## PAGE EXCERPT
Floating Points, Pharoah Sanders & The London Symphony Orchestra - Movement 1




Floating Points, Pharoah Sanders & The London Symphony Orchestra - Movement 6



Floating Points, Pharoah Sanders & The London Symphony Orchestra - Movement 7



Wire mag gave this album a very good review.

The piece begins with a repeated keyboard figure, almost like a harpsichord shadowed by an electric piano. Soft creaks can be heard, as though someone is shifting in their chair. After a minute or so, Sanders enters, soft and rough, his tone harsh but gentle, like a chiding parent. He’s singing, not roaring; his total mastery of the horn makes his phrases emerge like someone narrating a lucid dream at sunrise. Shepherd’s contributions are repetitive, but not static; the third movement features a squiggly synth solo straight from Pink Floyd circa Wish You Were Here. The fourth movement consists of Sanders murmuring and humming; he picks up his horn again for the fifth section. In the sixth, the orchestra (recorded at a socially distanced summer 2020 session) finally comes in at full strength, swelling around Sanders and the still repeating central keyboard figure. The strings have a sort of spiritual romanticism that recalls Alice Coltrane’s early 70s albums – World Galaxy and Universal Consciousness in particular.

## INSTRUCTIONS FOR THE TASK
Put this sentence from the album review into Spanish: "Soft creaks can be heard, as though someone is shifting in their chair." Rely only on the album review for this.

## DATASET EXTRACT
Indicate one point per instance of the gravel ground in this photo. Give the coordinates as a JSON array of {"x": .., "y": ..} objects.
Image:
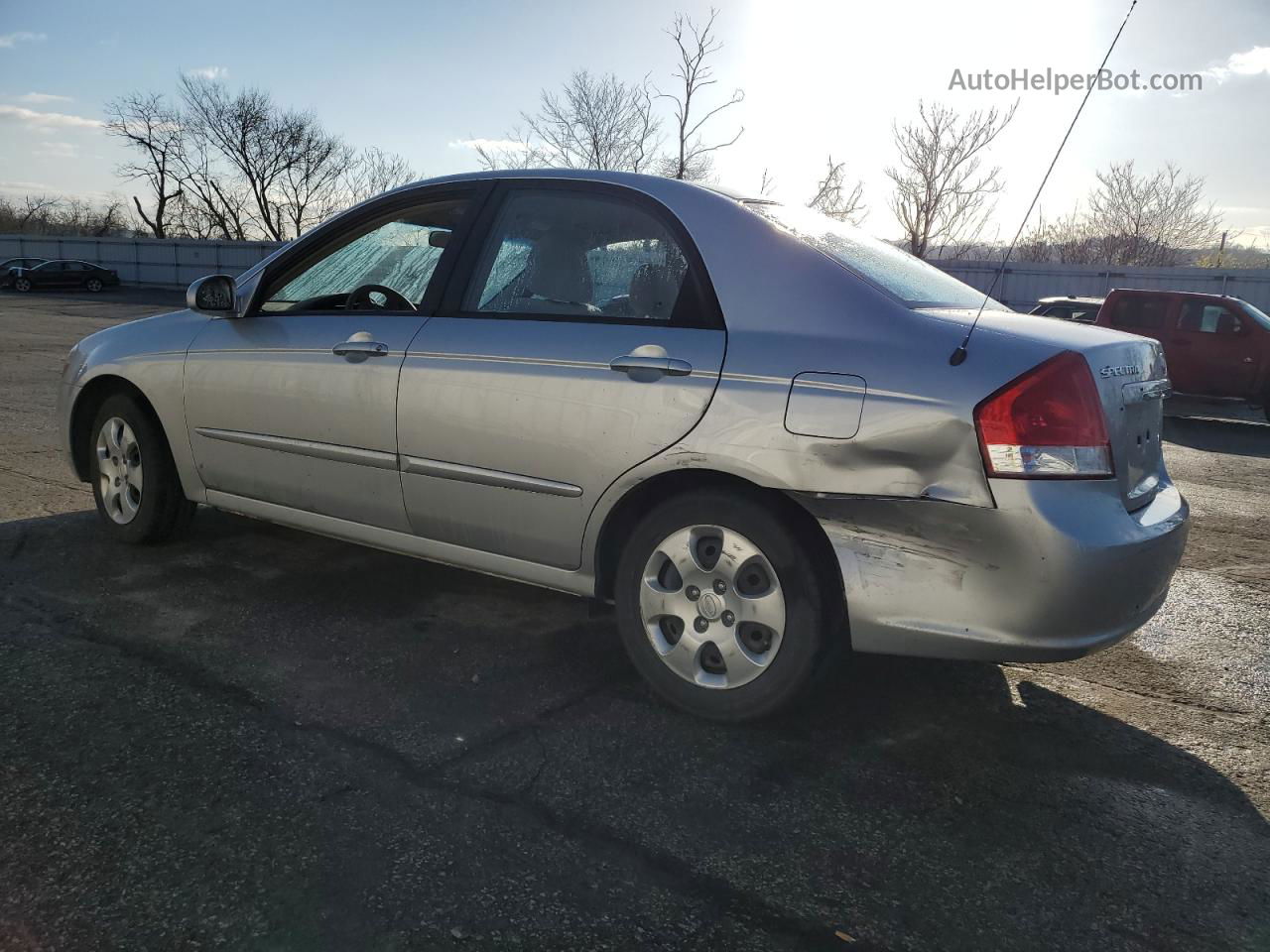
[{"x": 257, "y": 739}]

## EXERCISE SOLUTION
Se oyen crujidos suaves, como si alguien se moviera en su silla.